Would you return, word for word, the lines of the data below from the line with "column 22, row 297" through the line with "column 54, row 296", and no others?

(Stored data entries)
.....

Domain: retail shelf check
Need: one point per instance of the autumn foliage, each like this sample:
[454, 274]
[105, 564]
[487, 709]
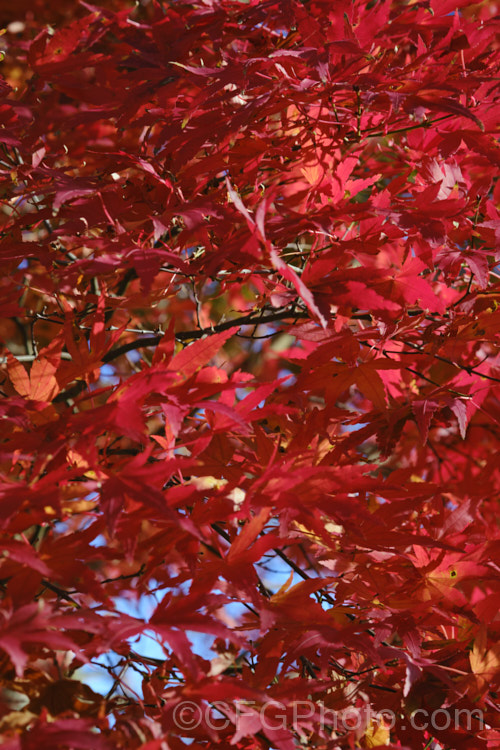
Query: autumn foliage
[250, 373]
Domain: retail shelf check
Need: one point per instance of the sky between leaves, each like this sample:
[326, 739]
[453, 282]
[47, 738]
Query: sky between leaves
[250, 369]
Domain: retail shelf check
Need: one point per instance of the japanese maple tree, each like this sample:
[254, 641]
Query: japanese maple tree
[250, 374]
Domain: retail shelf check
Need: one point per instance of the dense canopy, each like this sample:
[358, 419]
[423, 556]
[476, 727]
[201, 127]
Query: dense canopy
[250, 374]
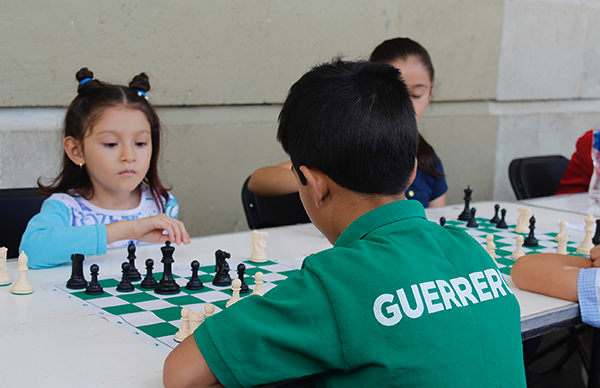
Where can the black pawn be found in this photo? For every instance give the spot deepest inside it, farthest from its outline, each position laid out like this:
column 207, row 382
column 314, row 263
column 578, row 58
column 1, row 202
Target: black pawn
column 241, row 272
column 167, row 284
column 495, row 219
column 94, row 288
column 149, row 281
column 134, row 274
column 596, row 238
column 125, row 285
column 77, row 281
column 466, row 214
column 531, row 241
column 195, row 283
column 502, row 223
column 472, row 222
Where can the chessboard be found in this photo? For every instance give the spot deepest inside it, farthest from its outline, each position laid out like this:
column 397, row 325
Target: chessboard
column 506, row 241
column 155, row 318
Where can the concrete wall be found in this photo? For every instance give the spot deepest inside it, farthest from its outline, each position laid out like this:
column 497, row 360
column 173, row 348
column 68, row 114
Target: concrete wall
column 220, row 70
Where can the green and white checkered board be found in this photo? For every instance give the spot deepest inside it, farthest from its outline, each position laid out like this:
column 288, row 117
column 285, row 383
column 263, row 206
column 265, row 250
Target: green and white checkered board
column 506, row 241
column 155, row 318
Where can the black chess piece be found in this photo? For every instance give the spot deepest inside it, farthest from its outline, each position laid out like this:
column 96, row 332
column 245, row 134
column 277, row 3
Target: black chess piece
column 495, row 219
column 596, row 238
column 134, row 274
column 195, row 283
column 241, row 272
column 94, row 288
column 167, row 284
column 77, row 280
column 472, row 222
column 531, row 241
column 222, row 277
column 502, row 223
column 149, row 281
column 466, row 214
column 125, row 285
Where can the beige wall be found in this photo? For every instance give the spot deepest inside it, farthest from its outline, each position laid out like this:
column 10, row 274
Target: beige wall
column 220, row 70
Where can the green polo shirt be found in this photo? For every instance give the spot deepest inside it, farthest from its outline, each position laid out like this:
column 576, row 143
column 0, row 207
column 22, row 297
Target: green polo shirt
column 397, row 302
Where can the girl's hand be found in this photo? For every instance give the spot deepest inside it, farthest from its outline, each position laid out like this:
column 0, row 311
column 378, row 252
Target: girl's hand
column 149, row 229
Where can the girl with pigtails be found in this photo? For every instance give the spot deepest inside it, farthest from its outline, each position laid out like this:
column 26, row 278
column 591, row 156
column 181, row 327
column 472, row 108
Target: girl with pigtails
column 108, row 191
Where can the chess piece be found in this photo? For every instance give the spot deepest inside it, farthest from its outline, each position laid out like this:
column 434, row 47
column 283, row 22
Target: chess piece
column 523, row 220
column 195, row 283
column 587, row 244
column 502, row 223
column 519, row 251
column 5, row 279
column 94, row 288
column 562, row 225
column 495, row 219
column 77, row 281
column 134, row 274
column 259, row 247
column 185, row 325
column 241, row 272
column 563, row 239
column 472, row 221
column 149, row 281
column 466, row 214
column 125, row 285
column 22, row 286
column 167, row 284
column 258, row 281
column 236, row 285
column 531, row 241
column 222, row 277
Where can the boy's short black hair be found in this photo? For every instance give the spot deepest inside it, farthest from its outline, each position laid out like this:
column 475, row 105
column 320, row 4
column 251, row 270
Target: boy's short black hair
column 353, row 121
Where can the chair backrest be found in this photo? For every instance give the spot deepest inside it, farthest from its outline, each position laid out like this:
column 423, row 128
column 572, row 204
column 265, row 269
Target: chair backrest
column 17, row 206
column 536, row 176
column 265, row 212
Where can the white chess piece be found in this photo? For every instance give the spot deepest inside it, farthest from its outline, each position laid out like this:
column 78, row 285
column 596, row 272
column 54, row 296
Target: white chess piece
column 236, row 286
column 519, row 251
column 185, row 325
column 587, row 244
column 22, row 286
column 258, row 281
column 562, row 243
column 259, row 247
column 5, row 279
column 523, row 220
column 561, row 228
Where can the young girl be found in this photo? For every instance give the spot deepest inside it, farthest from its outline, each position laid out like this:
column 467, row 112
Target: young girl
column 429, row 186
column 108, row 191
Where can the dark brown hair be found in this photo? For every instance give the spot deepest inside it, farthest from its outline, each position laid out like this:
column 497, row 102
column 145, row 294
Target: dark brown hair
column 93, row 98
column 403, row 48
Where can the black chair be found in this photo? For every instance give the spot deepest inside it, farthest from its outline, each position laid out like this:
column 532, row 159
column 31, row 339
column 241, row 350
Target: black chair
column 266, row 212
column 536, row 176
column 17, row 206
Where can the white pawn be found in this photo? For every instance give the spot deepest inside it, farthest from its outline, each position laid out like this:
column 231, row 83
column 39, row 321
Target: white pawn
column 5, row 279
column 587, row 244
column 236, row 286
column 22, row 286
column 562, row 243
column 519, row 251
column 258, row 281
column 185, row 325
column 561, row 225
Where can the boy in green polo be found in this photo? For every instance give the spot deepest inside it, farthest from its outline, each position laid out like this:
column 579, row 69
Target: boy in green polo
column 398, row 301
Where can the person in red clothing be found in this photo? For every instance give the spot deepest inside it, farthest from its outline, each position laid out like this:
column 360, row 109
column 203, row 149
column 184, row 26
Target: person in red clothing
column 579, row 171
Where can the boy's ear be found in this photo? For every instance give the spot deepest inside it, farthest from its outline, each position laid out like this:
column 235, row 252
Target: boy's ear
column 316, row 184
column 74, row 151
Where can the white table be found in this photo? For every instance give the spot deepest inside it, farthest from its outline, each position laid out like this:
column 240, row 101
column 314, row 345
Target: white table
column 48, row 341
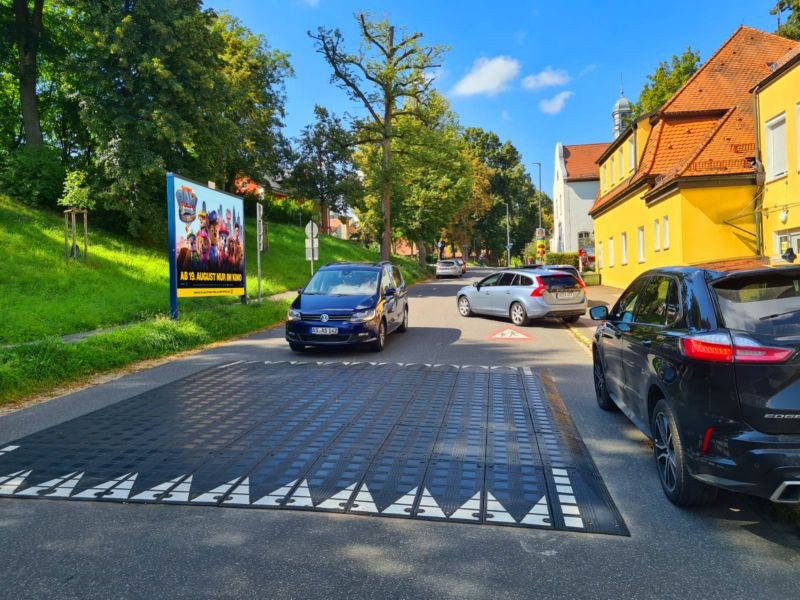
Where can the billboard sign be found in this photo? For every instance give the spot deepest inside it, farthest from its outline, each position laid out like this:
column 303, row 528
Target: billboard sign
column 206, row 241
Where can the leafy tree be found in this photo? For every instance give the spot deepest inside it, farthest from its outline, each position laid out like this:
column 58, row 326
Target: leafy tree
column 791, row 27
column 390, row 77
column 325, row 170
column 667, row 79
column 433, row 176
column 27, row 29
column 509, row 183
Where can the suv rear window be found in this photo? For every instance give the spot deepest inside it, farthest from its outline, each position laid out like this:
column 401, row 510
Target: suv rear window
column 764, row 303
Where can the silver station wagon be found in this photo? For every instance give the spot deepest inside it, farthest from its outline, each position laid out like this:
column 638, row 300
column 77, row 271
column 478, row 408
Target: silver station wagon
column 525, row 294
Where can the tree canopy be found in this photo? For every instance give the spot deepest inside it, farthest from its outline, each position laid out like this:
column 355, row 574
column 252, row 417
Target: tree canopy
column 666, row 80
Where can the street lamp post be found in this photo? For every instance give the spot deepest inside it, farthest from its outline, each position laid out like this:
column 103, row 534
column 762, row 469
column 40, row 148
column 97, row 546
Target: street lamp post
column 540, row 192
column 508, row 238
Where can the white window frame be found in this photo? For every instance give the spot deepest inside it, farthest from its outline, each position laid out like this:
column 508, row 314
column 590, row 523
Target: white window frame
column 656, row 235
column 623, row 242
column 611, row 169
column 640, row 236
column 610, row 252
column 631, row 154
column 776, row 147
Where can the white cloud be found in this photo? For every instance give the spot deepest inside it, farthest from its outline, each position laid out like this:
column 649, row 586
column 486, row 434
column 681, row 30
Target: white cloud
column 488, row 76
column 554, row 105
column 548, row 78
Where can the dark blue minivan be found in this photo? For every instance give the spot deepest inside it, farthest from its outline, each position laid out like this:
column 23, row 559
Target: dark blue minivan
column 349, row 303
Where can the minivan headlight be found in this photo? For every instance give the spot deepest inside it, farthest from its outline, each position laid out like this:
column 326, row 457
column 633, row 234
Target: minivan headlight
column 362, row 315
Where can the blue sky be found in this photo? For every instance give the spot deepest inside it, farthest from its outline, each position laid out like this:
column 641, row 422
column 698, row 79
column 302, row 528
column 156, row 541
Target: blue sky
column 535, row 73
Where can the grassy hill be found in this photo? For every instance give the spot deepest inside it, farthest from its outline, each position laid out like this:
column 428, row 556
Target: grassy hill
column 44, row 297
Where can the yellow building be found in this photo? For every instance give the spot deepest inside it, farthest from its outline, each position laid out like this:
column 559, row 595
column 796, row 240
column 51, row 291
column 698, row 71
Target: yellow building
column 778, row 115
column 679, row 186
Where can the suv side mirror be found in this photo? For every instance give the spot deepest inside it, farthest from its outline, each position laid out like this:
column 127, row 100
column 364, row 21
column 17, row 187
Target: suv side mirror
column 599, row 313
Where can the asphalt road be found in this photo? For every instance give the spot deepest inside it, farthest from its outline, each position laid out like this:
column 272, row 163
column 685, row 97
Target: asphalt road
column 100, row 550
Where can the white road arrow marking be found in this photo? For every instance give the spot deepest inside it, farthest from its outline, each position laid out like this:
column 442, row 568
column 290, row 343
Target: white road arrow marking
column 338, row 501
column 156, row 492
column 241, row 495
column 217, row 493
column 538, row 515
column 37, row 490
column 428, row 507
column 364, row 502
column 13, row 481
column 275, row 498
column 469, row 509
column 403, row 505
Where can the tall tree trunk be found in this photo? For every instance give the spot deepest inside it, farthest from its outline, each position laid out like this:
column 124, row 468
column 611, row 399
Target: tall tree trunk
column 29, row 29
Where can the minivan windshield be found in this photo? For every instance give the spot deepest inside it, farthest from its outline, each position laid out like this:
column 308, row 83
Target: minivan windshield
column 343, row 282
column 762, row 303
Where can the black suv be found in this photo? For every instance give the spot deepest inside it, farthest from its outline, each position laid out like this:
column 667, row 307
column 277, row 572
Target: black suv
column 348, row 303
column 705, row 361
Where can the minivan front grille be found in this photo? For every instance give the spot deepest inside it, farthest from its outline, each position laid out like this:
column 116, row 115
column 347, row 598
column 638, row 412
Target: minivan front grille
column 317, row 317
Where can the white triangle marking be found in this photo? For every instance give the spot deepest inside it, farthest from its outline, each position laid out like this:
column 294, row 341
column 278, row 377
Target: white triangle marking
column 364, row 502
column 36, row 490
column 13, row 481
column 241, row 495
column 496, row 512
column 94, row 492
column 274, row 499
column 338, row 501
column 301, row 496
column 538, row 514
column 469, row 509
column 181, row 491
column 217, row 493
column 155, row 492
column 429, row 508
column 66, row 488
column 403, row 505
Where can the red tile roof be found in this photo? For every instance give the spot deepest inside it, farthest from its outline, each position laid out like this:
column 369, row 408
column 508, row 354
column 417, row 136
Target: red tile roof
column 581, row 159
column 707, row 127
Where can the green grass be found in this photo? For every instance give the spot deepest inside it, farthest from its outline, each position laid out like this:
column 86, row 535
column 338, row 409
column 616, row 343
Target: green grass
column 43, row 297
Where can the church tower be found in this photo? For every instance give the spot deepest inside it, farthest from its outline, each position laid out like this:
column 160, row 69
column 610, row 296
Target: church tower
column 621, row 114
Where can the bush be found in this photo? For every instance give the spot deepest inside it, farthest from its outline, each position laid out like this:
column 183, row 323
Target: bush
column 562, row 258
column 33, row 175
column 289, row 211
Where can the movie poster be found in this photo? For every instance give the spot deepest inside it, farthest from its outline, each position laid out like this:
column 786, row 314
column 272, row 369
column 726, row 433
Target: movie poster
column 206, row 240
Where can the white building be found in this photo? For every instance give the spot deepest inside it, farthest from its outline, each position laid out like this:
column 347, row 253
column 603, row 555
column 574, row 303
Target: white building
column 575, row 186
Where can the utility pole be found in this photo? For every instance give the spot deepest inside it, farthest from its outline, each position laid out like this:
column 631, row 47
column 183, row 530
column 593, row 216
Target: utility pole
column 508, row 238
column 539, row 189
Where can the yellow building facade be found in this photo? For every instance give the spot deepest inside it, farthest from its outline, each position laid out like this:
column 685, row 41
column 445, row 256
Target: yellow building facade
column 779, row 141
column 679, row 186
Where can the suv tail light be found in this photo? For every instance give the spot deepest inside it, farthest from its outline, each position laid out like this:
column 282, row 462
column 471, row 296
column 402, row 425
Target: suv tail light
column 539, row 290
column 721, row 347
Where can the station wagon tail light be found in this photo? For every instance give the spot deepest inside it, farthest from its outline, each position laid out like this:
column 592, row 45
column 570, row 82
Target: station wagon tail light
column 539, row 290
column 720, row 347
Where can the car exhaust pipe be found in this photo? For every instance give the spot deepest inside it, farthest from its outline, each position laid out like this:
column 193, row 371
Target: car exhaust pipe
column 787, row 493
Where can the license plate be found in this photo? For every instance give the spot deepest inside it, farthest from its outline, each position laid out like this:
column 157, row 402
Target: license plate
column 324, row 330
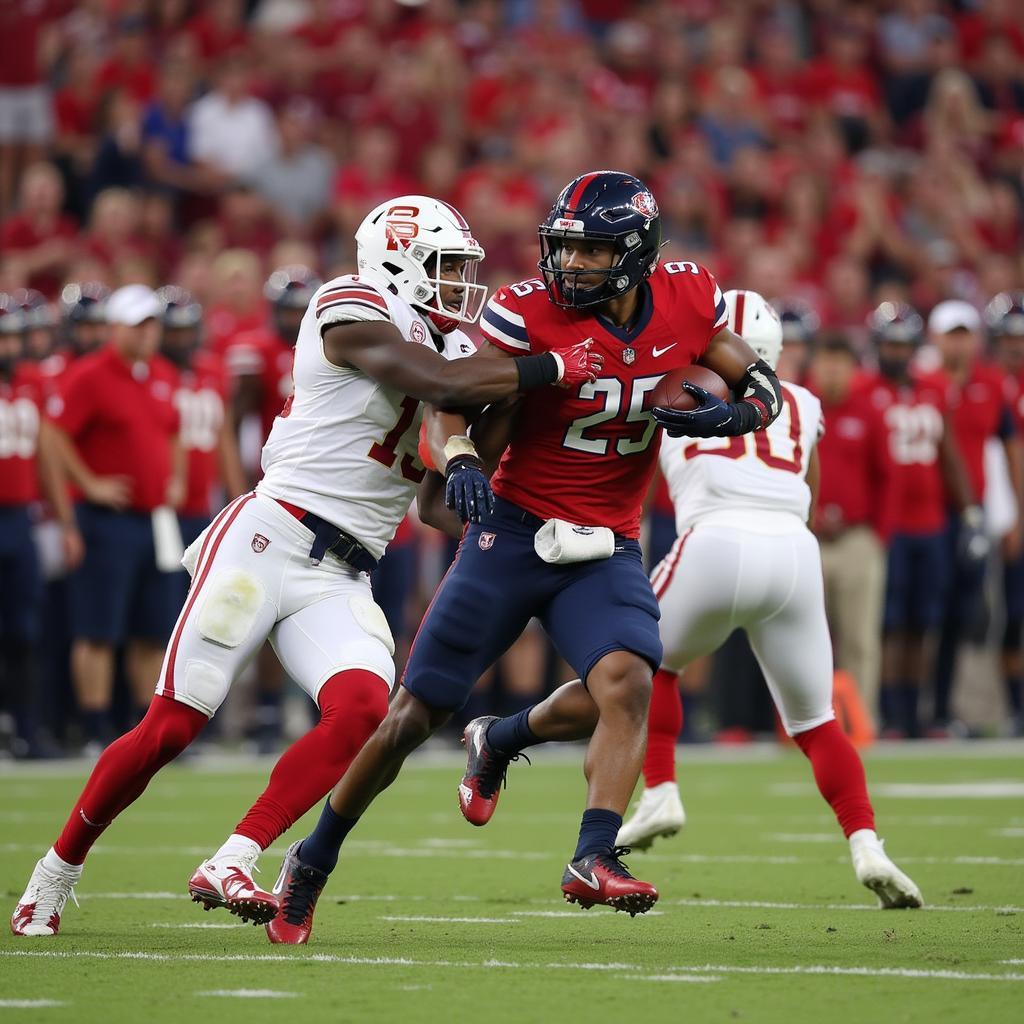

.....

## [Exercise solution]
column 22, row 297
Target: green polo shirt
column 397, row 302
Where can the girl's hand be found in this photo? For every instance give the spot deepest inside it, farthest from its outline, each position laid out like this:
column 0, row 311
column 378, row 252
Target: girl's hand
column 149, row 229
Where can the girl with pigtails be found in this photo? For every instance give the spot deepest inside it, farthest from its outline, each position laid out like this:
column 26, row 278
column 591, row 156
column 181, row 327
column 472, row 108
Target: girl with pigtails
column 108, row 191
Where can the chess piece be found in this photo? For every instance give the spot deepest inside it, farthest from its outline, each position laid out like this:
column 434, row 47
column 283, row 22
Target: chess piece
column 523, row 220
column 195, row 283
column 587, row 244
column 502, row 223
column 519, row 251
column 5, row 279
column 94, row 288
column 562, row 225
column 495, row 219
column 77, row 281
column 134, row 274
column 259, row 247
column 185, row 325
column 241, row 272
column 563, row 239
column 472, row 221
column 149, row 281
column 466, row 214
column 125, row 285
column 22, row 286
column 167, row 284
column 258, row 281
column 236, row 285
column 531, row 241
column 222, row 277
Where can the boy's short black hair be found in this photo? For every instance give the spot deepest inside it, farthest from its outline, each position laid out like this:
column 475, row 105
column 320, row 4
column 251, row 270
Target: boy's short black hair
column 353, row 121
Where can the chair backrest be found in this photo? For every instance give the spot deepest inside it, farthest from its outline, each position laid out like this:
column 423, row 128
column 572, row 204
column 265, row 269
Target: chair backrest
column 17, row 206
column 536, row 176
column 265, row 212
Where can the white chess piece be found in this photo? For every instance give the spot deepest inside it, farthest from its outline, each position laid out like this:
column 78, row 285
column 596, row 272
column 54, row 296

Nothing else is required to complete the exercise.